À faire: Reproduisez à l'identique le passage du texte sur l'inflation en Afrique de l'Ouest allant de "Depuis le début" à "depuis un an.".
╭─ Texte à lire
Depuis le début de l’année, le cédi a cédé 57% face au dollar américain, contre 8,6% pour le franc CFA. À Accra, l’inflation a atteint 37,2% en septembre, soit quatre fois la limite souhaitée par les autorités monétaires. Et cela malgré les interventions désespérées de la Banque du Ghana, qui a relevé son taux directeur de onze points depuis un an.

Le Nigeria s’en sort mieux, si l’on peut dire, avec une inflation de « seulement » 20,8%, deux fois à peine la limite supérieure souhaitée par la CBN. Entre-temps, elle reste en-dessous de 8% dans la zone Uemoa, et de 4,1% dans la Cemac, selon la BCEAO. Les contempteurs du franc CFA souhaitent-ils pour ces pays le sort du Ghana ? « Ils diront que les chiffres publiés ne sont pas vrais et que la population ghanéenne vit bien. J’ai déjà entendu cela », regrette un financier abidjanais.
╰─
╭─ Données fournies
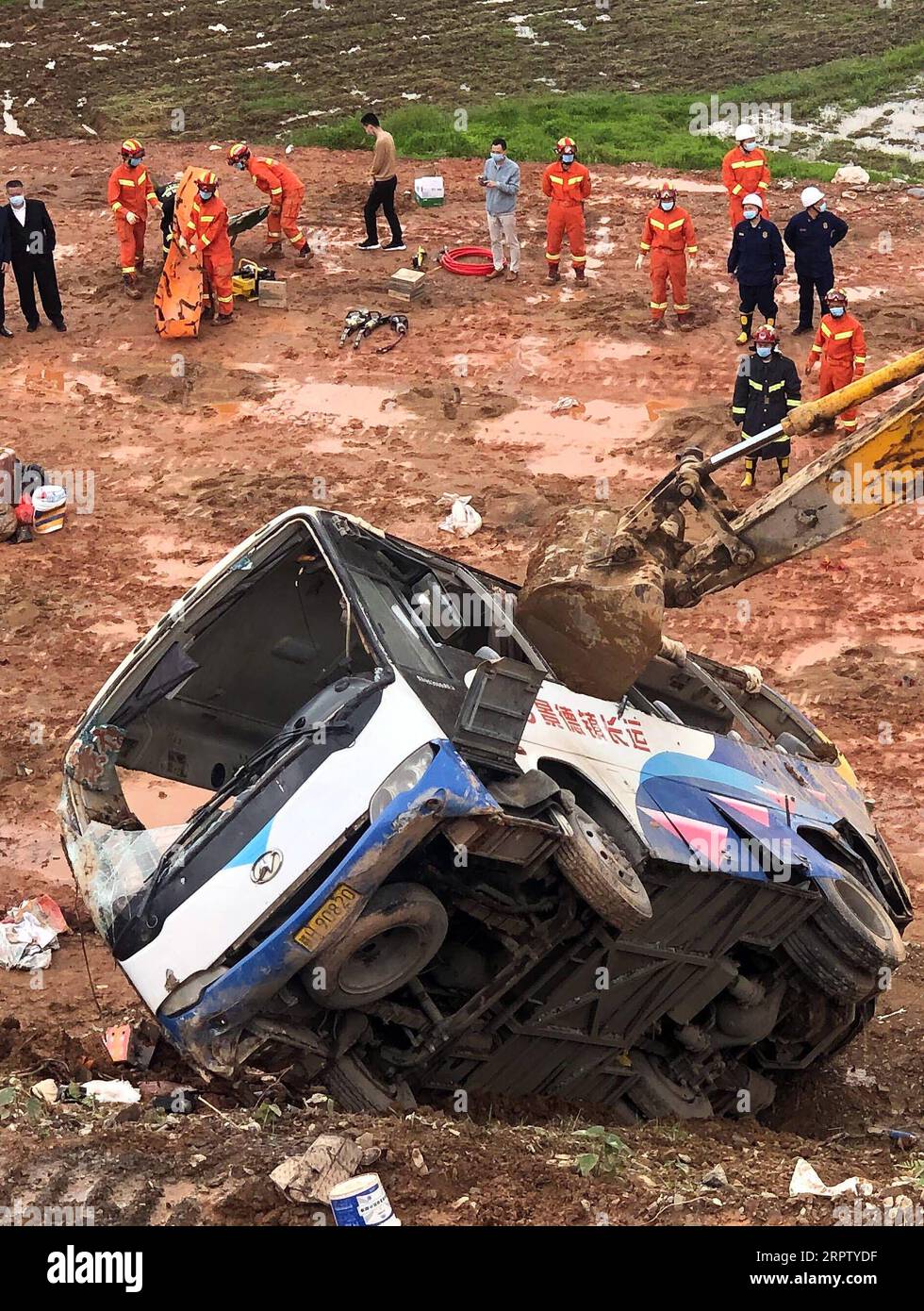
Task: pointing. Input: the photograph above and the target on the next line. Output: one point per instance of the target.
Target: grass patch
(627, 127)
╰─
Résultat attendu:
Depuis le début de l’année, le cédi a cédé 57% face au dollar américain, contre 8,6% pour le franc CFA. À Accra, l’inflation a atteint 37,2% en septembre, soit quatre fois la limite souhaitée par les autorités monétaires. Et cela malgré les interventions désespérées de la Banque du Ghana, qui a relevé son taux directeur de onze points depuis un an.